◆ **TO DO**
1 – Answer these questions from the Station ALOHA text, one line each:
(a) Since what year has Station ALOHA been part of the Hawaii Ocean Time Series project?
(b) About how often do researchers take measurements at Station ALOHA under the project?
(c) What are the coordinates of Station ALOHA?
2 – According to the Station ALOHA text, why is the station a choice place for researchers to sample? Answer in one to three sentences.
3 – Write what comes next in the Station ALOHA text, starting after its final sentence.

◆ **DOCUMENT TEXT**
The Destination

Station ALOHA (22°45′N, 158°W) has been part of the Hawaii Ocean Time Series (HOT) project since 1988.  Under HOT, researchers make approximately monthly measurements of the physical, chemical, and biological state of the ocean at Station ALOHA.  Over the past twenty-two years, that amounts to a lot of data on record!  This wealth of data makes ALOHA a choice place for researchers to sample because they can put new measurements in the context of the established records.

◆ **DATA**
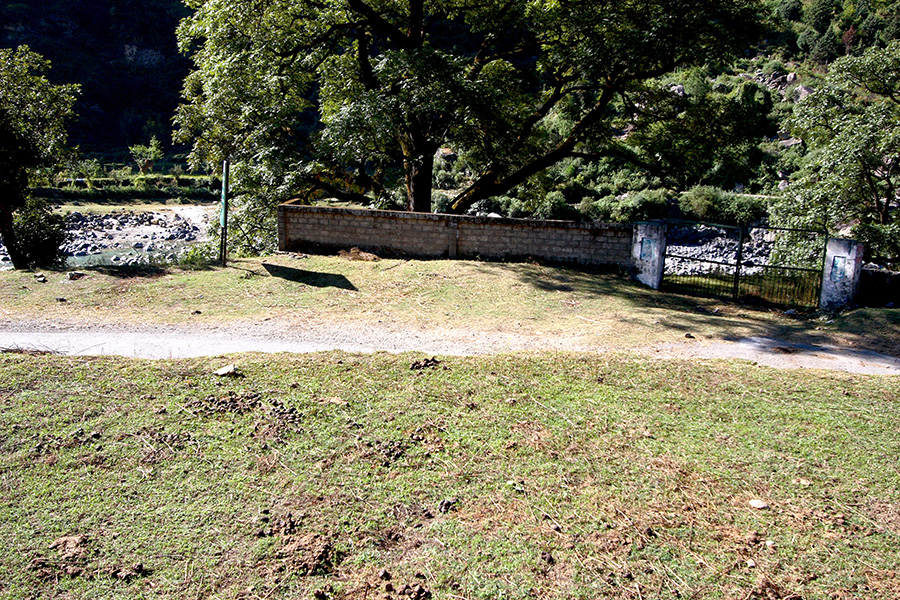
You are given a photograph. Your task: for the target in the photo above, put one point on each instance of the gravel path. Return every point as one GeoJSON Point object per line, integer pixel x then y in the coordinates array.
{"type": "Point", "coordinates": [269, 337]}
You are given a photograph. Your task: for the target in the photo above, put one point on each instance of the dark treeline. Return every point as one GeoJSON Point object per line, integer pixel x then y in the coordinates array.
{"type": "Point", "coordinates": [122, 52]}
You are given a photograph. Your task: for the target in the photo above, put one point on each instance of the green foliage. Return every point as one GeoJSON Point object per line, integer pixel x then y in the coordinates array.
{"type": "Point", "coordinates": [513, 87]}
{"type": "Point", "coordinates": [643, 205]}
{"type": "Point", "coordinates": [850, 178]}
{"type": "Point", "coordinates": [706, 203]}
{"type": "Point", "coordinates": [695, 131]}
{"type": "Point", "coordinates": [554, 206]}
{"type": "Point", "coordinates": [146, 156]}
{"type": "Point", "coordinates": [41, 234]}
{"type": "Point", "coordinates": [33, 114]}
{"type": "Point", "coordinates": [123, 54]}
{"type": "Point", "coordinates": [198, 255]}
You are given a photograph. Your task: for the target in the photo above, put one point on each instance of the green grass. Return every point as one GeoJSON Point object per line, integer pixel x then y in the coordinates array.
{"type": "Point", "coordinates": [569, 476]}
{"type": "Point", "coordinates": [582, 308]}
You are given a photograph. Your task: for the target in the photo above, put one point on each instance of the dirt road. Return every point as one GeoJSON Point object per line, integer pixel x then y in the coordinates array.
{"type": "Point", "coordinates": [272, 336]}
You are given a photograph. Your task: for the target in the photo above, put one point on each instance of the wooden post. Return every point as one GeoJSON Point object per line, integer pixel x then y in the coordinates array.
{"type": "Point", "coordinates": [223, 217]}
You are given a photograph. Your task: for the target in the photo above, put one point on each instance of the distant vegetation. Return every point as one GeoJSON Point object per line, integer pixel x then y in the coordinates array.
{"type": "Point", "coordinates": [686, 139]}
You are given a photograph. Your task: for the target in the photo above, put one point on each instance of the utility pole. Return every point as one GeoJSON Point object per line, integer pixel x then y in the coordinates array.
{"type": "Point", "coordinates": [223, 217]}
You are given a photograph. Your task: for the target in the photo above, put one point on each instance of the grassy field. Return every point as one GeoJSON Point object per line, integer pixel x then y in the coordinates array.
{"type": "Point", "coordinates": [392, 476]}
{"type": "Point", "coordinates": [592, 310]}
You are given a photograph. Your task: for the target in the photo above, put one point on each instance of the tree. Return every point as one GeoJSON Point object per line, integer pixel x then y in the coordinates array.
{"type": "Point", "coordinates": [341, 97]}
{"type": "Point", "coordinates": [33, 114]}
{"type": "Point", "coordinates": [146, 156]}
{"type": "Point", "coordinates": [852, 178]}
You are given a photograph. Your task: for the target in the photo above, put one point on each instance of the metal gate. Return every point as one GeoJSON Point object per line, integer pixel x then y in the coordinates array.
{"type": "Point", "coordinates": [767, 265]}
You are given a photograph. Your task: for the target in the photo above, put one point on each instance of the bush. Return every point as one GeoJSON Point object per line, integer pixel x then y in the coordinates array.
{"type": "Point", "coordinates": [440, 202]}
{"type": "Point", "coordinates": [41, 235]}
{"type": "Point", "coordinates": [554, 206]}
{"type": "Point", "coordinates": [199, 255]}
{"type": "Point", "coordinates": [707, 203]}
{"type": "Point", "coordinates": [645, 205]}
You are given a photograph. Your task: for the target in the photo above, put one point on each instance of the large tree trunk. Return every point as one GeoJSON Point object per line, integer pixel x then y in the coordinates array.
{"type": "Point", "coordinates": [8, 235]}
{"type": "Point", "coordinates": [419, 167]}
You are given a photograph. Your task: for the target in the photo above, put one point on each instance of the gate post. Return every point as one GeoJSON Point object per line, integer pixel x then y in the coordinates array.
{"type": "Point", "coordinates": [840, 275]}
{"type": "Point", "coordinates": [648, 252]}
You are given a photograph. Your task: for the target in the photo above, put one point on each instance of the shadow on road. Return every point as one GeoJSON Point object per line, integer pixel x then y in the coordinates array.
{"type": "Point", "coordinates": [311, 278]}
{"type": "Point", "coordinates": [127, 271]}
{"type": "Point", "coordinates": [862, 329]}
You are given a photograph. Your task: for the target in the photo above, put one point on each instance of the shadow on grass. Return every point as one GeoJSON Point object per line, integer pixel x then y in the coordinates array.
{"type": "Point", "coordinates": [311, 278]}
{"type": "Point", "coordinates": [877, 330]}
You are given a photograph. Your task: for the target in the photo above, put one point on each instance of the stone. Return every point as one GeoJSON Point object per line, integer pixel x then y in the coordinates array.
{"type": "Point", "coordinates": [227, 371]}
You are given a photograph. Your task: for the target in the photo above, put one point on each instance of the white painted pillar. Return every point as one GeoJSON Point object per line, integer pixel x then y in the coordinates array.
{"type": "Point", "coordinates": [840, 277]}
{"type": "Point", "coordinates": [648, 252]}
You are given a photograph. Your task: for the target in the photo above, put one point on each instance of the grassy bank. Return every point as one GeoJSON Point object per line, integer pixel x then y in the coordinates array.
{"type": "Point", "coordinates": [587, 309]}
{"type": "Point", "coordinates": [561, 476]}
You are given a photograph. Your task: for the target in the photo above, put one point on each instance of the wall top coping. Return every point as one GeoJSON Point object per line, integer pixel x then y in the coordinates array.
{"type": "Point", "coordinates": [294, 206]}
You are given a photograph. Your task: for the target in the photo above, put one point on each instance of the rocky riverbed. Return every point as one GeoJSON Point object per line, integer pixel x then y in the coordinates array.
{"type": "Point", "coordinates": [126, 237]}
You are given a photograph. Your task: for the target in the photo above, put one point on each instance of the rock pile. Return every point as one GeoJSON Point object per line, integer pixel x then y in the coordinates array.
{"type": "Point", "coordinates": [705, 250]}
{"type": "Point", "coordinates": [126, 237]}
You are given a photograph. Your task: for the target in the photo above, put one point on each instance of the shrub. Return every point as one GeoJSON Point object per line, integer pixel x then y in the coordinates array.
{"type": "Point", "coordinates": [554, 206]}
{"type": "Point", "coordinates": [707, 203]}
{"type": "Point", "coordinates": [644, 205]}
{"type": "Point", "coordinates": [41, 234]}
{"type": "Point", "coordinates": [199, 255]}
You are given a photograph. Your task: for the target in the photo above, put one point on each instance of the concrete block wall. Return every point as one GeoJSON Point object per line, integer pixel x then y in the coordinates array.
{"type": "Point", "coordinates": [426, 235]}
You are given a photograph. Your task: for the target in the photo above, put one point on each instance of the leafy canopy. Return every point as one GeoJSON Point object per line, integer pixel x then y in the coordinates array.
{"type": "Point", "coordinates": [33, 115]}
{"type": "Point", "coordinates": [852, 178]}
{"type": "Point", "coordinates": [351, 97]}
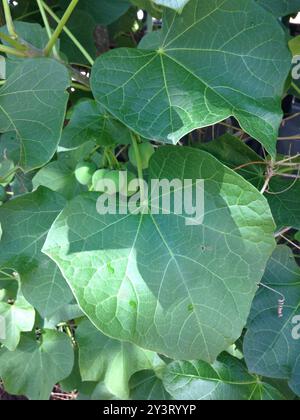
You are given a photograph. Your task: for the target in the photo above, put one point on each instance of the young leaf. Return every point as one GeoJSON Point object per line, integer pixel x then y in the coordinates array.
{"type": "Point", "coordinates": [19, 317]}
{"type": "Point", "coordinates": [32, 104]}
{"type": "Point", "coordinates": [25, 222]}
{"type": "Point", "coordinates": [110, 361]}
{"type": "Point", "coordinates": [36, 366]}
{"type": "Point", "coordinates": [227, 379]}
{"type": "Point", "coordinates": [271, 344]}
{"type": "Point", "coordinates": [183, 291]}
{"type": "Point", "coordinates": [195, 81]}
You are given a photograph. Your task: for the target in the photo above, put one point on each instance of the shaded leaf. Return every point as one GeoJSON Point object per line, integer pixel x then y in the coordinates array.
{"type": "Point", "coordinates": [271, 346]}
{"type": "Point", "coordinates": [32, 104]}
{"type": "Point", "coordinates": [25, 222]}
{"type": "Point", "coordinates": [226, 379]}
{"type": "Point", "coordinates": [36, 366]}
{"type": "Point", "coordinates": [194, 81]}
{"type": "Point", "coordinates": [183, 291]}
{"type": "Point", "coordinates": [102, 359]}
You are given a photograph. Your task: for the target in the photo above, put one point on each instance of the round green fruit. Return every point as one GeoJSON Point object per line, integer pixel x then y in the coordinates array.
{"type": "Point", "coordinates": [97, 180]}
{"type": "Point", "coordinates": [2, 193]}
{"type": "Point", "coordinates": [146, 151]}
{"type": "Point", "coordinates": [84, 172]}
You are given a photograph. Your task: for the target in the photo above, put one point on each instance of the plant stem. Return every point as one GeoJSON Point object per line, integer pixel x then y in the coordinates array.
{"type": "Point", "coordinates": [69, 33]}
{"type": "Point", "coordinates": [12, 42]}
{"type": "Point", "coordinates": [139, 166]}
{"type": "Point", "coordinates": [8, 19]}
{"type": "Point", "coordinates": [12, 51]}
{"type": "Point", "coordinates": [60, 27]}
{"type": "Point", "coordinates": [46, 24]}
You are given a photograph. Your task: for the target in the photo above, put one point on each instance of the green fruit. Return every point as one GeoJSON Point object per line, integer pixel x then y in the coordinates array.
{"type": "Point", "coordinates": [2, 193]}
{"type": "Point", "coordinates": [146, 151]}
{"type": "Point", "coordinates": [84, 172]}
{"type": "Point", "coordinates": [97, 178]}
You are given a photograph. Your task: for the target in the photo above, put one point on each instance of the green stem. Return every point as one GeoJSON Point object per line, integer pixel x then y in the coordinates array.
{"type": "Point", "coordinates": [139, 166]}
{"type": "Point", "coordinates": [296, 87]}
{"type": "Point", "coordinates": [69, 33]}
{"type": "Point", "coordinates": [60, 27]}
{"type": "Point", "coordinates": [8, 19]}
{"type": "Point", "coordinates": [12, 42]}
{"type": "Point", "coordinates": [12, 51]}
{"type": "Point", "coordinates": [46, 24]}
{"type": "Point", "coordinates": [81, 87]}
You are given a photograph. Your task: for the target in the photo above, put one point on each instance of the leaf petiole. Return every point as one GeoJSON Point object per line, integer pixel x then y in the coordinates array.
{"type": "Point", "coordinates": [60, 27]}
{"type": "Point", "coordinates": [9, 20]}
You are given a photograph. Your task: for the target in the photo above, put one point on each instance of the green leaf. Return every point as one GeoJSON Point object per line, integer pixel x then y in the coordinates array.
{"type": "Point", "coordinates": [103, 11]}
{"type": "Point", "coordinates": [235, 154]}
{"type": "Point", "coordinates": [36, 366]}
{"type": "Point", "coordinates": [271, 347]}
{"type": "Point", "coordinates": [110, 361]}
{"type": "Point", "coordinates": [90, 121]}
{"type": "Point", "coordinates": [173, 4]}
{"type": "Point", "coordinates": [57, 176]}
{"type": "Point", "coordinates": [284, 199]}
{"type": "Point", "coordinates": [281, 7]}
{"type": "Point", "coordinates": [183, 291]}
{"type": "Point", "coordinates": [19, 317]}
{"type": "Point", "coordinates": [227, 379]}
{"type": "Point", "coordinates": [25, 222]}
{"type": "Point", "coordinates": [283, 193]}
{"type": "Point", "coordinates": [145, 385]}
{"type": "Point", "coordinates": [32, 104]}
{"type": "Point", "coordinates": [194, 81]}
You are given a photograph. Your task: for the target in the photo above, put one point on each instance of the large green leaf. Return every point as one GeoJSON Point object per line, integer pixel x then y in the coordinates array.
{"type": "Point", "coordinates": [32, 104]}
{"type": "Point", "coordinates": [19, 317]}
{"type": "Point", "coordinates": [238, 68]}
{"type": "Point", "coordinates": [281, 7]}
{"type": "Point", "coordinates": [270, 347]}
{"type": "Point", "coordinates": [103, 11]}
{"type": "Point", "coordinates": [110, 361]}
{"type": "Point", "coordinates": [25, 223]}
{"type": "Point", "coordinates": [36, 366]}
{"type": "Point", "coordinates": [226, 379]}
{"type": "Point", "coordinates": [58, 176]}
{"type": "Point", "coordinates": [283, 194]}
{"type": "Point", "coordinates": [184, 291]}
{"type": "Point", "coordinates": [90, 121]}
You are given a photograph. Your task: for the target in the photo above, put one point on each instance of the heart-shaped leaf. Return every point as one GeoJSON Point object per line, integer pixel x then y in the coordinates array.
{"type": "Point", "coordinates": [271, 344]}
{"type": "Point", "coordinates": [184, 291]}
{"type": "Point", "coordinates": [36, 366]}
{"type": "Point", "coordinates": [25, 223]}
{"type": "Point", "coordinates": [32, 104]}
{"type": "Point", "coordinates": [214, 61]}
{"type": "Point", "coordinates": [226, 379]}
{"type": "Point", "coordinates": [110, 361]}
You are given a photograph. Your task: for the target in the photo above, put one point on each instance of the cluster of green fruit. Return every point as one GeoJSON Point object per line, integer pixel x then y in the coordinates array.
{"type": "Point", "coordinates": [87, 173]}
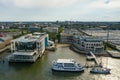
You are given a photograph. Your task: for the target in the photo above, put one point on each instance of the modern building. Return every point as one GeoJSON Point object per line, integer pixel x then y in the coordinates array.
{"type": "Point", "coordinates": [4, 41]}
{"type": "Point", "coordinates": [67, 35]}
{"type": "Point", "coordinates": [87, 43]}
{"type": "Point", "coordinates": [51, 29]}
{"type": "Point", "coordinates": [28, 48]}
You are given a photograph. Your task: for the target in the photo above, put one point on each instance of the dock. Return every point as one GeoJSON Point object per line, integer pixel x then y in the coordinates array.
{"type": "Point", "coordinates": [114, 54]}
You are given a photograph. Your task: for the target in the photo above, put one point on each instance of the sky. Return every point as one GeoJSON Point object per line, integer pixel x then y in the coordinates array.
{"type": "Point", "coordinates": [61, 10]}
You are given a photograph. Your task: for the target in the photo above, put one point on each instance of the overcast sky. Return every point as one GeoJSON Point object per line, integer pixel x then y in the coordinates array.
{"type": "Point", "coordinates": [62, 10]}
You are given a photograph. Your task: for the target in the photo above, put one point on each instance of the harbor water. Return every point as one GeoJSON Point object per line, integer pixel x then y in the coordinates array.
{"type": "Point", "coordinates": [41, 69]}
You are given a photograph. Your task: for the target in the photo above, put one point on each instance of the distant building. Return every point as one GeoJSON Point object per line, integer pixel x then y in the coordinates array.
{"type": "Point", "coordinates": [89, 43]}
{"type": "Point", "coordinates": [33, 28]}
{"type": "Point", "coordinates": [67, 35]}
{"type": "Point", "coordinates": [51, 29]}
{"type": "Point", "coordinates": [4, 41]}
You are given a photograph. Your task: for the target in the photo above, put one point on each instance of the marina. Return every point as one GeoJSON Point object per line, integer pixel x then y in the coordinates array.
{"type": "Point", "coordinates": [41, 69]}
{"type": "Point", "coordinates": [69, 65]}
{"type": "Point", "coordinates": [28, 48]}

◆ **RESULTS OF THE TASKS**
1 –
(a) 1988
(b) Approximately monthly
(c) 22°45′N, 158°W

2 – Researchers have measured the physical, chemical, and biological state of the ocean there about monthly for twenty-two years. This wealth of data lets them put new measurements in the context of the established records.

3 –
ALOHA is located in the North Pacific subtropical gyre. One of five major circulating ocean currents, this gyre swirls counterclockwise through the North Pacific. Near Hawaii, the waters are fairly warm and nutrient-poor, so the ecosystem is dominated by picophytoplankton. These are tiny cells (0.2-2 microns – about one hundredth the width of a human hair) that convert sunlight and inorganic nutrients into useful biological matter through photosynthesis. Since there are not many nutrients available in the water, the plankton has to get them from other sources. Other organisms that cannot photosynthesize depend on the nutrients that they get from eating phytoplankton.  This includes bacteria; since there are few other nutrients around, hungry bacteria colonize particles that are agglomerations of dead phytoplankton and the waste produced by organisms that eat the phytoplankton.  On this cruise, we will study these particles to better understand the bacterial interactions on them.